Text excerpt -
··········

This blog was written by our Coalition’s member Aryampa Brighton (founder and CEO of Youth for Green Communities) and by Alessandra Thunde and Masande Sigebu (interns at the Coalition for Human Rights in Development and students at the University of Cape Town). Alessandra and Masande are also authors of the blog “Centering Community Voices in Just Energy Development: Reflections on the 2026 Alternative Mining Indaba”.

Then, in January 2026, came news residents had spent months fighting for: President Museveni had ordered the cancellation of land titles linked to a proposed development inside the reserve, citing the forest’s critical role in protecting Lake Victoria’s biodiversity and filtering pollutants that threaten the lake’s ecosystem. What had once seemed inevitable began to crack under public pressure.
The proposed $500 million project backed by Tian Tang Group, a Chinese conglomerate, included a shopping mall, commercial buildings, hotels and government offices. Around 150 acres of the Kitubulu tropical rainforest were at risk. According to some reports, the initiative — first proposed in 2018 — was part of a wider plan to decongest the capital, Kampala, by establishing an “alternative capital city” near Entebbe.

··········

What to work on -
1) In the blog excerpt, what reason did President Museveni cite for ordering the cancellation of the land titles linked to the proposed development? Answer in one to three sentences.
2) Answer these questions using the blog excerpt:
(a) Which organization did Aryampa Brighton found?
(b) How many acres of the Kitubulu tropical rainforest were at risk?
(c) In what year was the initiative first proposed, according to some reports?
3) Print the passage of the blog excerpt starting at "Then, in January" and ending at "under public pressure.", reproducing its wording without changes.

Data -
··········

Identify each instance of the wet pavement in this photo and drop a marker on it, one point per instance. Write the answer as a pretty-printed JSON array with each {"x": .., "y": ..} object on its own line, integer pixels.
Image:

··········

Completed exercise -
1) He cited the forest's critical role in protecting Lake Victoria's biodiversity. He also cited its role in filtering pollutants that threaten the lake's ecosystem.

2)
(a) Youth for Green Communities
(b) Around 150 acres
(c) 2018

3)
Then, in January 2026, came news residents had spent months fighting for: President Museveni had ordered the cancellation of land titles linked to a proposed development inside the reserve, citing the forest’s critical role in protecting Lake Victoria’s biodiversity and filtering pollutants that threaten the lake’s ecosystem. What had once seemed inevitable began to crack under public pressure.